::: DOCUMENT TEXT

# Planning on smoking some...



## bigronhuntalot (Feb 7, 2008)

... Boneless,Skinkess Wild Turkey Breasts. Does anyone have any recommendations on a marinade or rub to use? Also would I need to wrap in bacon to help retain moisture?   


 I  will be smoking them in an electric Bradley Smoker with cherry bisquettes and maybe one hickory bisquette toward the end.

  What do you say?

   Thanks


----------



## fireguy (Feb 7, 2008)

I just did one the other day and it turned out great.

I took the 2 fillets and injected them (W/ 1/2 cup tender quick to 4 cups water).Rubbed all sides with lowrys, put garlic, onion, red pepper, and Jalepenos sandwiched in between the breast, and pinned the edges together with tooth picks and then smoked.

It had a great flavor, and wasnt to hot, unless you chomp down on  a bit of red pepper.


----------



## bigronhuntalot (Feb 7, 2008)

Wow, Just got done with supper and the Wild turkey was a big hit. I did half of the breast marinated in Zesty Italian and the other half was injected and rubbed. Both were tender, juicy and flavorful.  I could get carried away with smoking stuff. LOL


----------



## walking dude (Feb 7, 2008)

brine all poultry..........least in this house................


----------



## bigronhuntalot (Feb 9, 2008)

I plan to brine the next one and appreciate the heads up.
	

	
	
		
		



		
			






  Looking forward to some more secrets.


----------



## smokey jeep (Feb 16, 2008)

::::::
::: SUPPLIED RECORDS

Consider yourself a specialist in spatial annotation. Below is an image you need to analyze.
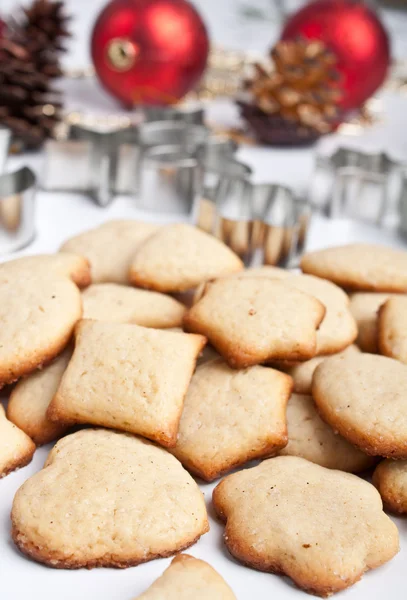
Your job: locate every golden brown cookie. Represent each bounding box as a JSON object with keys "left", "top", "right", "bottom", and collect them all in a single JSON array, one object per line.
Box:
[
  {"left": 301, "top": 244, "right": 407, "bottom": 292},
  {"left": 171, "top": 358, "right": 292, "bottom": 481},
  {"left": 213, "top": 456, "right": 399, "bottom": 596},
  {"left": 130, "top": 223, "right": 243, "bottom": 292},
  {"left": 312, "top": 353, "right": 407, "bottom": 458},
  {"left": 11, "top": 429, "right": 209, "bottom": 569},
  {"left": 137, "top": 554, "right": 236, "bottom": 600},
  {"left": 7, "top": 348, "right": 72, "bottom": 446},
  {"left": 377, "top": 296, "right": 407, "bottom": 363},
  {"left": 82, "top": 283, "right": 185, "bottom": 329},
  {"left": 373, "top": 459, "right": 407, "bottom": 514},
  {"left": 0, "top": 404, "right": 35, "bottom": 479},
  {"left": 47, "top": 319, "right": 206, "bottom": 447},
  {"left": 279, "top": 394, "right": 375, "bottom": 473},
  {"left": 184, "top": 277, "right": 325, "bottom": 368},
  {"left": 349, "top": 292, "right": 392, "bottom": 354},
  {"left": 0, "top": 254, "right": 89, "bottom": 386},
  {"left": 60, "top": 220, "right": 159, "bottom": 283}
]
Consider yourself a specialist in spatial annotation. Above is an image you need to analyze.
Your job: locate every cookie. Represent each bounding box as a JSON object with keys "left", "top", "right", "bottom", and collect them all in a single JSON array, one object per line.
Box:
[
  {"left": 284, "top": 275, "right": 358, "bottom": 355},
  {"left": 47, "top": 319, "right": 205, "bottom": 447},
  {"left": 0, "top": 404, "right": 35, "bottom": 478},
  {"left": 7, "top": 348, "right": 72, "bottom": 446},
  {"left": 60, "top": 220, "right": 159, "bottom": 283},
  {"left": 213, "top": 456, "right": 399, "bottom": 596},
  {"left": 130, "top": 223, "right": 243, "bottom": 292},
  {"left": 137, "top": 554, "right": 236, "bottom": 600},
  {"left": 373, "top": 459, "right": 407, "bottom": 514},
  {"left": 172, "top": 359, "right": 292, "bottom": 481},
  {"left": 377, "top": 296, "right": 407, "bottom": 364},
  {"left": 11, "top": 429, "right": 209, "bottom": 569},
  {"left": 312, "top": 354, "right": 407, "bottom": 458},
  {"left": 82, "top": 283, "right": 185, "bottom": 329},
  {"left": 301, "top": 244, "right": 407, "bottom": 292},
  {"left": 0, "top": 255, "right": 89, "bottom": 386},
  {"left": 279, "top": 394, "right": 374, "bottom": 473},
  {"left": 349, "top": 292, "right": 392, "bottom": 354},
  {"left": 275, "top": 344, "right": 360, "bottom": 394},
  {"left": 184, "top": 277, "right": 325, "bottom": 368}
]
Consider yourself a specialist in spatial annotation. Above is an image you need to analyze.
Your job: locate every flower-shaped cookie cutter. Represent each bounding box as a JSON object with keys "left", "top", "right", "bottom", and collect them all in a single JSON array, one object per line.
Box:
[
  {"left": 308, "top": 147, "right": 402, "bottom": 227},
  {"left": 0, "top": 167, "right": 36, "bottom": 255}
]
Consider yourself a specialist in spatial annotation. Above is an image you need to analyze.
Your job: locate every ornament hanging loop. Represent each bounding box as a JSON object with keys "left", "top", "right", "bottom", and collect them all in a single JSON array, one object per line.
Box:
[{"left": 107, "top": 38, "right": 138, "bottom": 72}]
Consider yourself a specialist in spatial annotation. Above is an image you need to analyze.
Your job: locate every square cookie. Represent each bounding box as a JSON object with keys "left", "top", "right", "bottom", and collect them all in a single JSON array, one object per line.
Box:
[
  {"left": 184, "top": 277, "right": 325, "bottom": 369},
  {"left": 48, "top": 319, "right": 206, "bottom": 447},
  {"left": 172, "top": 358, "right": 292, "bottom": 481}
]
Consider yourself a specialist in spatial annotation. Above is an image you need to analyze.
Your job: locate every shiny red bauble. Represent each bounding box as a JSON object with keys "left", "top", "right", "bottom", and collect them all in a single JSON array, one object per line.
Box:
[
  {"left": 92, "top": 0, "right": 209, "bottom": 106},
  {"left": 282, "top": 0, "right": 390, "bottom": 111}
]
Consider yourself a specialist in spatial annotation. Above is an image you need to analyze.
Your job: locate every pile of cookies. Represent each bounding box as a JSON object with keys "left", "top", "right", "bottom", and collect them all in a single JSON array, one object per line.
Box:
[{"left": 0, "top": 221, "right": 407, "bottom": 599}]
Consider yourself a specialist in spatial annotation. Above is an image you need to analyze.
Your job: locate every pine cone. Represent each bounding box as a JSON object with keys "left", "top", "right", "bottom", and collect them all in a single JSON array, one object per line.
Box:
[
  {"left": 239, "top": 39, "right": 340, "bottom": 144},
  {"left": 10, "top": 0, "right": 70, "bottom": 78},
  {"left": 0, "top": 38, "right": 61, "bottom": 148}
]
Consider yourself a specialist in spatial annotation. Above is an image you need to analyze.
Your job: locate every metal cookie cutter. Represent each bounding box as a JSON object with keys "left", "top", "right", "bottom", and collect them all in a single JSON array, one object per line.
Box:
[
  {"left": 0, "top": 127, "right": 11, "bottom": 173},
  {"left": 0, "top": 167, "right": 36, "bottom": 254},
  {"left": 309, "top": 148, "right": 402, "bottom": 227},
  {"left": 198, "top": 174, "right": 310, "bottom": 267}
]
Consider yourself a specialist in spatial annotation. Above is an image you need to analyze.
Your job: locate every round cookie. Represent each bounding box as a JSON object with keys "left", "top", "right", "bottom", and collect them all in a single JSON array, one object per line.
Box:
[
  {"left": 184, "top": 277, "right": 325, "bottom": 369},
  {"left": 82, "top": 283, "right": 185, "bottom": 329},
  {"left": 284, "top": 275, "right": 358, "bottom": 355},
  {"left": 213, "top": 456, "right": 399, "bottom": 596},
  {"left": 312, "top": 353, "right": 407, "bottom": 458},
  {"left": 279, "top": 394, "right": 374, "bottom": 473},
  {"left": 377, "top": 296, "right": 407, "bottom": 364},
  {"left": 135, "top": 554, "right": 236, "bottom": 600},
  {"left": 373, "top": 459, "right": 407, "bottom": 514},
  {"left": 60, "top": 220, "right": 159, "bottom": 283},
  {"left": 275, "top": 344, "right": 360, "bottom": 395},
  {"left": 130, "top": 223, "right": 243, "bottom": 292},
  {"left": 11, "top": 429, "right": 209, "bottom": 569},
  {"left": 301, "top": 244, "right": 407, "bottom": 292},
  {"left": 349, "top": 292, "right": 392, "bottom": 354}
]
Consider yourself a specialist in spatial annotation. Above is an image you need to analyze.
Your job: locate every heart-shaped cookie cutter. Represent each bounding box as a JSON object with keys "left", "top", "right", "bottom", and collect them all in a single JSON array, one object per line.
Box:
[{"left": 0, "top": 167, "right": 36, "bottom": 255}]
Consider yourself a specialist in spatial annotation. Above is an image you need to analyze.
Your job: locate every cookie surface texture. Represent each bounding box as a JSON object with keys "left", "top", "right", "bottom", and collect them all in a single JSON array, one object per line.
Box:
[
  {"left": 213, "top": 456, "right": 399, "bottom": 596},
  {"left": 284, "top": 275, "right": 358, "bottom": 355},
  {"left": 60, "top": 220, "right": 159, "bottom": 283},
  {"left": 0, "top": 404, "right": 35, "bottom": 479},
  {"left": 47, "top": 319, "right": 205, "bottom": 446},
  {"left": 82, "top": 283, "right": 185, "bottom": 329},
  {"left": 11, "top": 429, "right": 209, "bottom": 568},
  {"left": 301, "top": 244, "right": 407, "bottom": 292},
  {"left": 172, "top": 359, "right": 292, "bottom": 481},
  {"left": 377, "top": 296, "right": 407, "bottom": 364},
  {"left": 312, "top": 353, "right": 407, "bottom": 458},
  {"left": 0, "top": 255, "right": 89, "bottom": 385},
  {"left": 373, "top": 459, "right": 407, "bottom": 514},
  {"left": 130, "top": 223, "right": 243, "bottom": 292},
  {"left": 279, "top": 394, "right": 374, "bottom": 473},
  {"left": 7, "top": 348, "right": 72, "bottom": 445},
  {"left": 350, "top": 292, "right": 392, "bottom": 354},
  {"left": 184, "top": 277, "right": 325, "bottom": 368},
  {"left": 135, "top": 554, "right": 236, "bottom": 600},
  {"left": 276, "top": 345, "right": 360, "bottom": 395}
]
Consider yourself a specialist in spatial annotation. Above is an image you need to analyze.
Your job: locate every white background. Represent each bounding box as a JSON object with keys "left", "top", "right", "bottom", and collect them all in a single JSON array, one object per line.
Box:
[{"left": 0, "top": 0, "right": 407, "bottom": 600}]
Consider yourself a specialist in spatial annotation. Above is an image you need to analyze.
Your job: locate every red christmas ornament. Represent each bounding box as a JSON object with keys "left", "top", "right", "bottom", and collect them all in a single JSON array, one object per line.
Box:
[
  {"left": 282, "top": 0, "right": 390, "bottom": 111},
  {"left": 92, "top": 0, "right": 209, "bottom": 106}
]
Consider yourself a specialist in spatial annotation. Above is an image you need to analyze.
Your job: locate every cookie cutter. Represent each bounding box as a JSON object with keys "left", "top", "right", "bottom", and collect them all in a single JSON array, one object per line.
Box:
[
  {"left": 308, "top": 147, "right": 402, "bottom": 227},
  {"left": 0, "top": 167, "right": 36, "bottom": 254},
  {"left": 197, "top": 174, "right": 311, "bottom": 267},
  {"left": 0, "top": 127, "right": 11, "bottom": 173}
]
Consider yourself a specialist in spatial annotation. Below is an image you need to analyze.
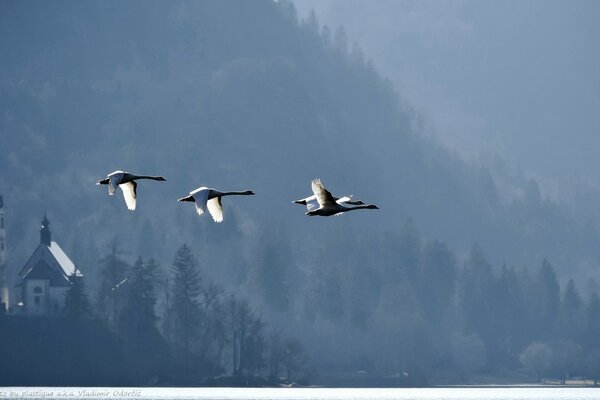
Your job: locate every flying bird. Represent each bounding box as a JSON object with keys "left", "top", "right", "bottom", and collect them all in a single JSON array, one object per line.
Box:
[
  {"left": 96, "top": 171, "right": 166, "bottom": 211},
  {"left": 293, "top": 194, "right": 365, "bottom": 211},
  {"left": 178, "top": 186, "right": 254, "bottom": 222},
  {"left": 306, "top": 179, "right": 379, "bottom": 217}
]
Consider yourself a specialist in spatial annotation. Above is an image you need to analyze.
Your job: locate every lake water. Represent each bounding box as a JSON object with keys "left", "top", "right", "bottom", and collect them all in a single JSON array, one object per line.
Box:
[{"left": 0, "top": 387, "right": 600, "bottom": 400}]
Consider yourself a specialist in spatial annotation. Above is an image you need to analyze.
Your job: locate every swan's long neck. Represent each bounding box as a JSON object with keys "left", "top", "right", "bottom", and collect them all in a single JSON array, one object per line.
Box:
[
  {"left": 133, "top": 175, "right": 166, "bottom": 181},
  {"left": 220, "top": 190, "right": 254, "bottom": 197},
  {"left": 344, "top": 204, "right": 379, "bottom": 211}
]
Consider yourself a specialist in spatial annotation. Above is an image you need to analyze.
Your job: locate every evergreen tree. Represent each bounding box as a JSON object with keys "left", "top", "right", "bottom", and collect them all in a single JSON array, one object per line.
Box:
[
  {"left": 165, "top": 244, "right": 201, "bottom": 352},
  {"left": 560, "top": 279, "right": 583, "bottom": 342},
  {"left": 119, "top": 257, "right": 158, "bottom": 338},
  {"left": 537, "top": 259, "right": 560, "bottom": 339},
  {"left": 458, "top": 244, "right": 496, "bottom": 348},
  {"left": 583, "top": 290, "right": 600, "bottom": 351},
  {"left": 419, "top": 240, "right": 456, "bottom": 322},
  {"left": 65, "top": 270, "right": 90, "bottom": 320},
  {"left": 96, "top": 240, "right": 129, "bottom": 328},
  {"left": 398, "top": 219, "right": 421, "bottom": 282}
]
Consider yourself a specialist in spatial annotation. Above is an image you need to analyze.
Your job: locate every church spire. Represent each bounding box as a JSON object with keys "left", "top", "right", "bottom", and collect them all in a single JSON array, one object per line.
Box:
[{"left": 40, "top": 213, "right": 52, "bottom": 246}]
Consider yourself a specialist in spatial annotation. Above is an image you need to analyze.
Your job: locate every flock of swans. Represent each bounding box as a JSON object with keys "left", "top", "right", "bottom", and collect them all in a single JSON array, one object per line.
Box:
[{"left": 96, "top": 171, "right": 379, "bottom": 222}]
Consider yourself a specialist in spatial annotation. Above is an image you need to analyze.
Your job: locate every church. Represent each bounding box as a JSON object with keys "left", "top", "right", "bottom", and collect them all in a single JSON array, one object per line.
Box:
[{"left": 14, "top": 215, "right": 82, "bottom": 316}]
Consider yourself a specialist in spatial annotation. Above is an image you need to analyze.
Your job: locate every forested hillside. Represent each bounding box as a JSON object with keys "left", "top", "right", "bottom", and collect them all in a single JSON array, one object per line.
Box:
[{"left": 0, "top": 0, "right": 600, "bottom": 382}]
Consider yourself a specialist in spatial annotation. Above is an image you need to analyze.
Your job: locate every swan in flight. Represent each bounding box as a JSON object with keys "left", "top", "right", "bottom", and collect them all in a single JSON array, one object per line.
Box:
[
  {"left": 293, "top": 194, "right": 365, "bottom": 211},
  {"left": 306, "top": 179, "right": 379, "bottom": 217},
  {"left": 96, "top": 171, "right": 166, "bottom": 211},
  {"left": 178, "top": 186, "right": 254, "bottom": 222}
]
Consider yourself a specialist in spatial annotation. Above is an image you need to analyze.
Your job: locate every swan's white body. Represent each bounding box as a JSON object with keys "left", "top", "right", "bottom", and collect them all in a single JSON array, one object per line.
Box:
[
  {"left": 179, "top": 186, "right": 254, "bottom": 222},
  {"left": 306, "top": 179, "right": 379, "bottom": 217},
  {"left": 294, "top": 194, "right": 365, "bottom": 211},
  {"left": 96, "top": 171, "right": 166, "bottom": 211}
]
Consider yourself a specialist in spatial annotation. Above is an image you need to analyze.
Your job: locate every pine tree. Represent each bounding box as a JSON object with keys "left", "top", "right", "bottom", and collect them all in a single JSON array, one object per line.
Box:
[
  {"left": 96, "top": 240, "right": 129, "bottom": 328},
  {"left": 560, "top": 279, "right": 583, "bottom": 341},
  {"left": 65, "top": 270, "right": 89, "bottom": 320},
  {"left": 119, "top": 257, "right": 158, "bottom": 337},
  {"left": 538, "top": 259, "right": 560, "bottom": 339},
  {"left": 165, "top": 244, "right": 202, "bottom": 351}
]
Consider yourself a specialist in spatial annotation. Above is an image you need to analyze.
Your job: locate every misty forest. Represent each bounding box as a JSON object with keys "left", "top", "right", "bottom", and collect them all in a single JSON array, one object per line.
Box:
[{"left": 0, "top": 0, "right": 600, "bottom": 386}]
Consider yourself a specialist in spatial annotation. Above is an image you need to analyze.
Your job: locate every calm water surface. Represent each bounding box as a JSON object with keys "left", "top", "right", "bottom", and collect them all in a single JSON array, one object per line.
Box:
[{"left": 0, "top": 387, "right": 600, "bottom": 400}]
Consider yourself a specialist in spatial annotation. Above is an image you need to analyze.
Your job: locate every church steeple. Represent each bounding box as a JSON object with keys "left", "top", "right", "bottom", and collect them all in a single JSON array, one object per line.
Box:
[{"left": 40, "top": 213, "right": 52, "bottom": 246}]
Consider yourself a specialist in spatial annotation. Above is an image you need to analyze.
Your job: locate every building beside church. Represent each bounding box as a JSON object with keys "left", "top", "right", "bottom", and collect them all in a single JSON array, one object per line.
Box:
[{"left": 13, "top": 215, "right": 82, "bottom": 316}]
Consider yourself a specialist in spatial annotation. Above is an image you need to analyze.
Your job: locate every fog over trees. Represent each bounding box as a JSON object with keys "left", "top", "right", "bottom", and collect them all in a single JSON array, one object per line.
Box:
[{"left": 0, "top": 0, "right": 600, "bottom": 385}]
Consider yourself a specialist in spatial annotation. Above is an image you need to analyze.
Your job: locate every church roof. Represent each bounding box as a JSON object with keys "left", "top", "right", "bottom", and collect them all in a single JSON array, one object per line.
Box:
[
  {"left": 17, "top": 260, "right": 69, "bottom": 287},
  {"left": 19, "top": 241, "right": 82, "bottom": 286}
]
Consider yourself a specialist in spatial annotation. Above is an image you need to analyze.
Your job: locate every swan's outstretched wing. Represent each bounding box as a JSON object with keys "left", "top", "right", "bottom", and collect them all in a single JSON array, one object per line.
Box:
[
  {"left": 207, "top": 197, "right": 223, "bottom": 222},
  {"left": 119, "top": 181, "right": 137, "bottom": 211},
  {"left": 190, "top": 187, "right": 210, "bottom": 215},
  {"left": 335, "top": 194, "right": 352, "bottom": 205},
  {"left": 108, "top": 172, "right": 123, "bottom": 196},
  {"left": 311, "top": 179, "right": 337, "bottom": 208},
  {"left": 306, "top": 196, "right": 319, "bottom": 211}
]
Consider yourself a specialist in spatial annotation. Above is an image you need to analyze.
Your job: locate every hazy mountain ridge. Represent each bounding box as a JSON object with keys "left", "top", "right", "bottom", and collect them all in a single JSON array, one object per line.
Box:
[{"left": 0, "top": 1, "right": 598, "bottom": 286}]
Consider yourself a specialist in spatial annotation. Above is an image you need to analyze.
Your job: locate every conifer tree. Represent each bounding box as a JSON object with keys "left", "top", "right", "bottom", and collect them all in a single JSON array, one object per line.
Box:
[
  {"left": 65, "top": 270, "right": 89, "bottom": 320},
  {"left": 165, "top": 244, "right": 202, "bottom": 351}
]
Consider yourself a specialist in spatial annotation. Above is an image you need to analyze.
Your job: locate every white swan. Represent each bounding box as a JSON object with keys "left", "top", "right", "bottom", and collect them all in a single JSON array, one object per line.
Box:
[
  {"left": 96, "top": 171, "right": 166, "bottom": 211},
  {"left": 306, "top": 179, "right": 379, "bottom": 217},
  {"left": 293, "top": 194, "right": 365, "bottom": 211},
  {"left": 178, "top": 186, "right": 254, "bottom": 222}
]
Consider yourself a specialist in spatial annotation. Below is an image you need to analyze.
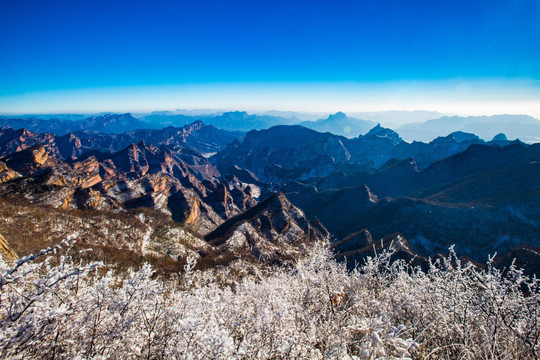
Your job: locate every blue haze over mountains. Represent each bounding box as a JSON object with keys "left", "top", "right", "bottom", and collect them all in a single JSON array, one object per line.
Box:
[{"left": 0, "top": 112, "right": 540, "bottom": 273}]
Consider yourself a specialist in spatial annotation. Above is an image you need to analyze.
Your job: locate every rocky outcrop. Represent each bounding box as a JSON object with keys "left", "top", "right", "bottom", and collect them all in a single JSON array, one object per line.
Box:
[
  {"left": 0, "top": 234, "right": 19, "bottom": 263},
  {"left": 205, "top": 192, "right": 330, "bottom": 261}
]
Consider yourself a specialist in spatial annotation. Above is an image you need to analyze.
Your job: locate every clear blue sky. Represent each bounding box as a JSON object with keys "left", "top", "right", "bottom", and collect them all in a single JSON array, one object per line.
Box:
[{"left": 0, "top": 0, "right": 540, "bottom": 112}]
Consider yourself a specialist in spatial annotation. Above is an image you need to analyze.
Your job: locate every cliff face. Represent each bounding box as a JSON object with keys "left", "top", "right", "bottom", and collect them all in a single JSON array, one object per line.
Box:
[{"left": 205, "top": 192, "right": 330, "bottom": 261}]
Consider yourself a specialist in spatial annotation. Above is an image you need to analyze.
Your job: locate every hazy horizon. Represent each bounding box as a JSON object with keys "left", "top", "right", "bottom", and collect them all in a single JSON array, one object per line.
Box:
[{"left": 0, "top": 0, "right": 540, "bottom": 118}]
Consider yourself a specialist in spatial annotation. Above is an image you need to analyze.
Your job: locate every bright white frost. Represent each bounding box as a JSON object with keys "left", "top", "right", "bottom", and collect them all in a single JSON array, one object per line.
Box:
[{"left": 0, "top": 239, "right": 540, "bottom": 359}]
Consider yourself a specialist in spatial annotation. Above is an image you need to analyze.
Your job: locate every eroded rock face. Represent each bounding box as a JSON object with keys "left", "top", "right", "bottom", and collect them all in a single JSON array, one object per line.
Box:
[
  {"left": 0, "top": 234, "right": 19, "bottom": 262},
  {"left": 205, "top": 192, "right": 330, "bottom": 261},
  {"left": 0, "top": 142, "right": 260, "bottom": 235},
  {"left": 0, "top": 161, "right": 21, "bottom": 184}
]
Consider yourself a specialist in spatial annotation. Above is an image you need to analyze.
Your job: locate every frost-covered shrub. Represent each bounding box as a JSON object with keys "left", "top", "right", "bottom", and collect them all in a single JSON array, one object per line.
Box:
[{"left": 0, "top": 240, "right": 540, "bottom": 359}]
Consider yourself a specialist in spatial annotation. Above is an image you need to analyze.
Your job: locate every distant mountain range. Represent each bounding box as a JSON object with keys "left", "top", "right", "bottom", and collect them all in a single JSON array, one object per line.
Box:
[
  {"left": 0, "top": 110, "right": 540, "bottom": 143},
  {"left": 0, "top": 112, "right": 540, "bottom": 273},
  {"left": 396, "top": 115, "right": 540, "bottom": 143}
]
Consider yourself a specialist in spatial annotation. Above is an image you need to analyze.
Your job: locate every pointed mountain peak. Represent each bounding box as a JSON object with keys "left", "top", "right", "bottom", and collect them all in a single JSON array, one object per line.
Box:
[
  {"left": 328, "top": 111, "right": 347, "bottom": 120},
  {"left": 364, "top": 124, "right": 403, "bottom": 144}
]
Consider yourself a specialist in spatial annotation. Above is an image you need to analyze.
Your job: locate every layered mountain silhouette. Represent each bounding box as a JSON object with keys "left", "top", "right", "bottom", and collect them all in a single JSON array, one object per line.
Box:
[
  {"left": 0, "top": 113, "right": 540, "bottom": 272},
  {"left": 396, "top": 115, "right": 540, "bottom": 142},
  {"left": 300, "top": 112, "right": 377, "bottom": 137}
]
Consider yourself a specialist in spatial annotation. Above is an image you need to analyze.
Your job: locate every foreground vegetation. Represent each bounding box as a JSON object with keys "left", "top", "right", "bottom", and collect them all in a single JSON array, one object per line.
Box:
[{"left": 0, "top": 238, "right": 540, "bottom": 359}]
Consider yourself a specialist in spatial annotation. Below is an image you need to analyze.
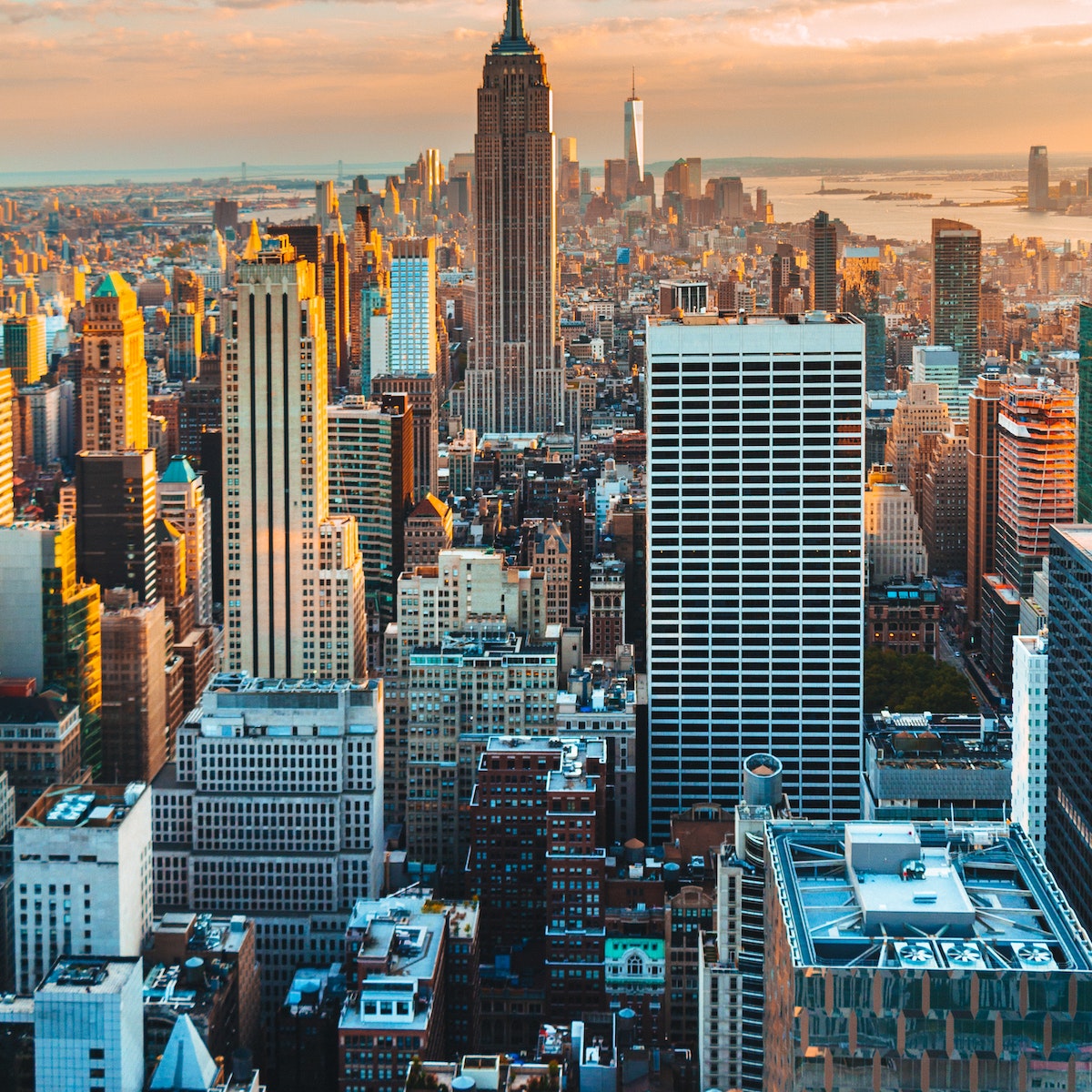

::::::

## REQUIRED TASKS
1 – Extract every line of the records that contains the word "frost", treating uppercase and lowercase as different.
2 – Continue the forum thread about smoking wild turkey breasts from the point where it stops.
The forum thread and the records have no connection to each other.

## FINAL RESULTS
1 –
Your job: locate every bright white frost. Represent each bounding box as a JSON object with keys "left", "top", "right", "bottom", and collect them all in a single JSON array, one object per line.
Your job: locate every frost-covered shrub. Represent each bounding box as a JSON object with keys "left", "top", "right", "bottom", and collect them all in a single JSON array, one object per line.

2 –
I soak mine overnight in a mixture of Buttermilk & spicy Mrs.Dash.  Let set out for about 1hr before smoking, sprinkle on some more seasoning, cover with a layer of Maple flavored Bacon and smoke at roughly 200 for 1hr, then cover with a layer of Bibb Lettuce for the second hour and raise temp to 225 to finish. When the meat reaches 165 I remove it & double wrap it for a 30 minute resting period.  When it is done resting, I remove the lettuce & slide it under a broiler to crisp the bacon. 

 I serve it with a Rice dish & Salad.


----------



## ron herbowy (Feb 16, 2008)

Try allegro marinate here the site address http://www.allegromarinade.com/


----------



## roscoe dog (Feb 27, 2008)

I did a wild turkey breast a couple of weeks ago. What I did was to butterfly the breast, then put a layer of spinach and lettuce, then put some feta cheese, mozzarella cheese, and a little cheeder cheese, on it and then rolled it up and wrapped with bacon and slow cook on the grill for a couple of hours. Came out real moist and very good.


----------



## vlap (Feb 27, 2008)

I prefer a brine in all my poultry. Simple or complex a brine will add moisture and flavor.


----------



## smoke_chef (Feb 27, 2008)

What does the lettuce do?


----------



## vlap (Feb 27, 2008)

The lettuce was part of a stuffing. I would think it would add a good deal of moisture.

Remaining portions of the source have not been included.